(Named-object pointing items)
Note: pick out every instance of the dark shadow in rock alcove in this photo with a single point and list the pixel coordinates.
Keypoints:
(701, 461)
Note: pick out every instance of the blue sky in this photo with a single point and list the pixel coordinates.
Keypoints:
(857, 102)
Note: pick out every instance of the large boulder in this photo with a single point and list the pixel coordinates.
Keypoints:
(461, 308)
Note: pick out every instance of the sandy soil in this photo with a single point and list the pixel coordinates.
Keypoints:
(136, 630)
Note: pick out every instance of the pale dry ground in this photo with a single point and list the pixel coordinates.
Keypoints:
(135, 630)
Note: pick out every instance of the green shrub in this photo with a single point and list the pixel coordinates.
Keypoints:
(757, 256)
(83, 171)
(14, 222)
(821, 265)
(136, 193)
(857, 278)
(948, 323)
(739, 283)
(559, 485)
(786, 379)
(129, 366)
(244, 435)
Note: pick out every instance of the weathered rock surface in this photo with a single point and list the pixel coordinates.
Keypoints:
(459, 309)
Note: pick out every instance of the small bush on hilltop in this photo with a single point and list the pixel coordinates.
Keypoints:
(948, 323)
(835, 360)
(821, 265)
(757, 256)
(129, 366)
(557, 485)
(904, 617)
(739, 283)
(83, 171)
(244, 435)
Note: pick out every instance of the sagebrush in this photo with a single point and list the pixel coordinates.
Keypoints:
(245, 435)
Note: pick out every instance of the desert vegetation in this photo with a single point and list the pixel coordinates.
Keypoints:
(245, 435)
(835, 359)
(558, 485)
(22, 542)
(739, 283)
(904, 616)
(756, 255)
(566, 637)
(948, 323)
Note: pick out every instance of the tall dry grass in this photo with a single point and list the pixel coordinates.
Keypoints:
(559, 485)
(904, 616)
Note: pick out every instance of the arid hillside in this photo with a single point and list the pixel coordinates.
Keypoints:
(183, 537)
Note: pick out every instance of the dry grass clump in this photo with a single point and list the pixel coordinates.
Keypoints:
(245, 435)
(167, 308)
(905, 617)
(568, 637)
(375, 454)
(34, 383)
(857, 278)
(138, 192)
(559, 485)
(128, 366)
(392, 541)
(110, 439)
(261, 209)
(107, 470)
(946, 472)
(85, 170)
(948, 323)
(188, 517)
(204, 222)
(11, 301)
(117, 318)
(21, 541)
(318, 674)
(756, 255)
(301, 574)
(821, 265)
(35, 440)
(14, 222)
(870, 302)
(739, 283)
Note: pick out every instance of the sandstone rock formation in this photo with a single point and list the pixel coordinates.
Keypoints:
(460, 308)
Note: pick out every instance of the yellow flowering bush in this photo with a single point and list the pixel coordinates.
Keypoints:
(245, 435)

EXERCISE PROMPT:
Arrange every line of the items above as a JSON list of strings, one string per line, leaving out any blank lines.

RESULT:
[
  "Note: pick out every instance of the dark shadow in rock alcove in this photo with a single point and list the pixel coordinates.",
  "Keypoints:",
  "(701, 461)",
  "Note: pick out every instance of the blue sky in this photo with a single point and list the pixel coordinates.",
  "Keypoints:",
  "(857, 102)",
  "Note: pick out every instance of the large boulder in this photo with a single point and list the pixel coordinates.",
  "Keypoints:",
  "(461, 308)",
  "Note: pick out every instance of the sandy soil in this photo with a single point and list the pixel coordinates.",
  "Keypoints:",
  "(136, 630)",
  "Note: pick out every instance of the pale dry ground in this photo with a single point and list the pixel coordinates.",
  "Keypoints:",
  "(135, 630)",
  "Note: pick out every instance of the green shrub in this photo with a single point and list the pixel coordinates.",
  "Keypoints:",
  "(757, 256)",
  "(83, 171)",
  "(14, 222)",
  "(821, 265)",
  "(136, 193)",
  "(857, 278)",
  "(948, 323)",
  "(739, 283)",
  "(559, 485)",
  "(786, 379)",
  "(129, 366)",
  "(244, 435)",
  "Note: pick out every instance of the weathered rock surface in this photo with a single point and list the pixel coordinates.",
  "Keypoints:",
  "(459, 309)",
  "Note: pick out every instance of the small bush on hilltop in this photo with a single point and list the pixel coordinates.",
  "Keypoints:",
  "(948, 323)",
  "(835, 360)",
  "(821, 265)",
  "(757, 256)",
  "(129, 366)",
  "(557, 485)",
  "(904, 617)",
  "(739, 283)",
  "(83, 171)",
  "(244, 435)",
  "Note: pick out every instance of the sagebrush in this photo with a single point and list the pixel coordinates.",
  "Keypoints:",
  "(245, 435)",
  "Note: pick out every instance of the desert vegetation in this photo with a single point and list the pixel coordinates.",
  "Keypoints:",
  "(245, 435)",
  "(835, 359)",
  "(558, 485)",
  "(22, 542)",
  "(739, 283)",
  "(904, 616)",
  "(756, 255)",
  "(566, 637)",
  "(948, 323)",
  "Note: pick out every instance of the tall dry grass in this photo with a single point and list the pixel coordinates.",
  "Keypoints:",
  "(559, 485)",
  "(904, 616)",
  "Note: pick out every instance of the arid hillside in this photo with a single point and list the pixel coordinates.",
  "Keypoints:",
  "(183, 537)",
  "Note: pick out every instance of the dry grass clump in this photo with a single point and list the pixel coordinates.",
  "Keypoints:",
  "(245, 435)",
  "(167, 308)",
  "(905, 617)",
  "(568, 637)",
  "(375, 454)",
  "(34, 383)",
  "(857, 278)",
  "(138, 192)",
  "(559, 485)",
  "(128, 366)",
  "(392, 541)",
  "(110, 439)",
  "(261, 209)",
  "(107, 470)",
  "(946, 472)",
  "(85, 170)",
  "(948, 323)",
  "(188, 517)",
  "(204, 222)",
  "(11, 301)",
  "(117, 318)",
  "(21, 541)",
  "(318, 674)",
  "(756, 255)",
  "(301, 574)",
  "(821, 265)",
  "(35, 440)",
  "(14, 222)",
  "(870, 302)",
  "(739, 283)",
  "Note: pick out every instance of the sandstone rock formation in this photo with a single point and list the pixel coordinates.",
  "Keypoints:",
  "(460, 308)",
  "Note: pick out every instance of the yellow flowering bush in this photo with a single point and list the pixel coordinates.",
  "Keypoints:",
  "(245, 435)"
]